> **Exercise materials**
______________________________

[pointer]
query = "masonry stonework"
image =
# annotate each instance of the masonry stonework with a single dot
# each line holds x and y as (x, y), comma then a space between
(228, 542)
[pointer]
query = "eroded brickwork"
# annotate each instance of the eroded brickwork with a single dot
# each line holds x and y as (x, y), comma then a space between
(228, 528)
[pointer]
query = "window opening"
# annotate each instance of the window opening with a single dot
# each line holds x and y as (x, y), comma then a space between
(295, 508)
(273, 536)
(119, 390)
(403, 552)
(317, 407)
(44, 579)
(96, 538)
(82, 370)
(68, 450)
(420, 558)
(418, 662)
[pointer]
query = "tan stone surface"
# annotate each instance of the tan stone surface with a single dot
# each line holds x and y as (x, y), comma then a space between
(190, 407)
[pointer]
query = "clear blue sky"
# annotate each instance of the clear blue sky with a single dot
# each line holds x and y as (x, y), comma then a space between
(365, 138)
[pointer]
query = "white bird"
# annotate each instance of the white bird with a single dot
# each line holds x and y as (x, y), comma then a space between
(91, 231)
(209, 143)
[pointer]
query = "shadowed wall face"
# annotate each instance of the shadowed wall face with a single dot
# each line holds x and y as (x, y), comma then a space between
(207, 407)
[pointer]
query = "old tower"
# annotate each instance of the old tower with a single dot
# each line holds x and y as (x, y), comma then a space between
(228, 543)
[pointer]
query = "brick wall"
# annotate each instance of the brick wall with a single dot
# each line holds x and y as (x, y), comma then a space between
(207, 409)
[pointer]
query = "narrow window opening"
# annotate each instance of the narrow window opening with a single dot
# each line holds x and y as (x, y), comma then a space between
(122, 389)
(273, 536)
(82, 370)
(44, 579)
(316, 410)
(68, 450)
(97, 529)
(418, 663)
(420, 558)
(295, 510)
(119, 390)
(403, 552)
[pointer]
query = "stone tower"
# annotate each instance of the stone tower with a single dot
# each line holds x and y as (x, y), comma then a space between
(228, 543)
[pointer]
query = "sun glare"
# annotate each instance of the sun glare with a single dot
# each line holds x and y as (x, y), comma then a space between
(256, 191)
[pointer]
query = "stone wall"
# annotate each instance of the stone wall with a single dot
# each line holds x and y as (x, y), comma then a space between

______________________________

> **How to complete this task**
Please copy every line of the material that contains the word "masonry".

> **Answer to this exercise**
query = "masonry stonework"
# annotate each instance of the masonry stonework with a single dot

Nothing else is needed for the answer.